| Textauszug |

/---

Gemäß § 26 Abs.2 FSG ist die Lenkberechtigung für die Dauer von mindestens vier Monaten zu entziehen, wenn beim Lenken oder Inbetriebnehmen eines Kraftfahrzeuges erstmalig eine Übertretung gemäß § 99 Abs.1 StVO 1960 begangen wird.

 

Gemäß § 32 Abs.1 FSG hat die Behörde Personen, die nicht iSd § 7 verkehrszuverlässig oder nicht gesundheitlich geeignet sind, ein Motorfahrrad, ein vierrädriges Leichtkraftfahrzeug oder ein Invalidenkraftfahrzeug zu lenken, unter Anwendung der §§ 24 Abs.3 und 4, 25, 26 und 29 entsprechend den Erfordernissen der Verkehrssicherheit das Lenken eines derartigen Kraftfahrzeuges

ausdrücklich zu verbieten,

nur zu gestatten, wenn vorgeschriebene Auflagen eingehalten werden oder

nur für eine bestimmte Zeit oder nur unter zeitlichen, örtlichen oder sachlichen Beschränkungen zu gestatten.

\---

| Ausgelesene Angaben |

/---

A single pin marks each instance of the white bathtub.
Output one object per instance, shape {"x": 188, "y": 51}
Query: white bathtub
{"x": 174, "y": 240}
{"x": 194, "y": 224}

\---

| Arbeitsauftrag |
Ändern Sie im Textauszug den Abschnitt, der bei „Gemäß § 26 Abs.2“ beginnt und bei „Beschränkungen zu gestatten.“ endet: Ersetzen Sie darin „Lenkberechtigung“ durch „Fahrerlaubnis“ und geben Sie den Abschnitt wieder. Die Zeilen werden hier nicht gebraucht.

| Antwort |
Gemäß § 26 Abs.2 FSG ist die Fahrerlaubnis für die Dauer von mindestens vier Monaten zu entziehen, wenn beim Lenken oder Inbetriebnehmen eines Kraftfahrzeuges erstmalig eine Übertretung gemäß § 99 Abs.1 StVO 1960 begangen wird.

 

Gemäß § 32 Abs.1 FSG hat die Behörde Personen, die nicht iSd § 7 verkehrszuverlässig oder nicht gesundheitlich geeignet sind, ein Motorfahrrad, ein vierrädriges Leichtkraftfahrzeug oder ein Invalidenkraftfahrzeug zu lenken, unter Anwendung der §§ 24 Abs.3 und 4, 25, 26 und 29 entsprechend den Erfordernissen der Verkehrssicherheit das Lenken eines derartigen Kraftfahrzeuges

ausdrücklich zu verbieten,

nur zu gestatten, wenn vorgeschriebene Auflagen eingehalten werden oder

nur für eine bestimmte Zeit oder nur unter zeitlichen, örtlichen oder sachlichen Beschränkungen zu gestatten.